**Les consignes:**
[A] Résumez en deux phrases le paragraphe du texte fourni qui commence par « Selon l'arrêt attaqué ».
[B] Recopiez, s'il vous plaît, le passage du texte fourni compris entre « 2. Les sociétés » et « et d'entente anticoncurrentielle. », bornes incluses.

Cass. com., 22 mars 2023, n° 21-20.331
COUR DE CASSATION
Arrêt
Rejet
PARTIES
Demandeur :
People and Baby (Sté), People and Baby développement (Sté), Crèches pour tous (Sté)
Défendeur :
Evancia (Sté), Fédération française des entreprises de crèches
COMPOSITION DE LA JURIDICTION
Président :
M. Vigneau
Rapporteur :
M. Regis
Avocats :
SCP Boutet et Hourdeaux, SARL Boré, Salve de Bruneton et Mégret, SCP Gouz-Fitoussi, SCP Spinosi
Faits et procédure
1. Selon l'arrêt attaqué (Paris, 3 juin 2021), les sociétés People and Baby et People and Baby développement (les sociétés People and Baby) ont pour activité la création et la gestion de crèches d'entreprises et de collectivités. Ces sociétés sont liées à l'association Crèches pour tous, ayant pour objet la mise à disposition de places en crèches pour ses adhérents.
2. Les sociétés People and Baby et l'association Crèches pour tous ont assigné les sociétés Evancia, faisant partie du groupe Babilou, et LPCR groupe (la société LPCR), ayant le même domaine d'activité, ainsi que l'association Fédération française des entreprises de crèches (la FFEC), dont ces sociétés sont membres, en responsabilité pour des faits allégués de dénigrement et d'entente anticoncurrentielle.

**Données affichées:**
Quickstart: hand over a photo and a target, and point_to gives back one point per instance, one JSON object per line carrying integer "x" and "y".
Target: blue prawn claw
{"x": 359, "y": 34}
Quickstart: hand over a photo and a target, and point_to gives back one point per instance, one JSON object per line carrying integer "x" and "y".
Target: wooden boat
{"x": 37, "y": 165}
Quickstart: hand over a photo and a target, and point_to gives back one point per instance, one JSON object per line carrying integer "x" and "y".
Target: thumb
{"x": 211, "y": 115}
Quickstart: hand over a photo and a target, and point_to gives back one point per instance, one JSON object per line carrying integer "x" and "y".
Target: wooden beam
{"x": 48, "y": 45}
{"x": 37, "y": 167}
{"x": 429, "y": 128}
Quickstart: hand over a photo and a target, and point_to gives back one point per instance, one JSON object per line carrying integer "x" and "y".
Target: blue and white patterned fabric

**Réponses rédigées:**
[A] D'après l'arrêt attaqué (Paris, 3 juin 2021), les sociétés People and Baby et People and Baby développement créent et gèrent des crèches d'entreprises et de collectivités. Elles sont liées à l'association Crèches pour tous, qui met des places en crèches à la disposition de ses adhérents.

[B]
2. Les sociétés People and Baby et l'association Crèches pour tous ont assigné les sociétés Evancia, faisant partie du groupe Babilou, et LPCR groupe (la société LPCR), ayant le même domaine d'activité, ainsi que l'association Fédération française des entreprises de crèches (la FFEC), dont ces sociétés sont membres, en responsabilité pour des faits allégués de dénigrement et d'entente anticoncurrentielle.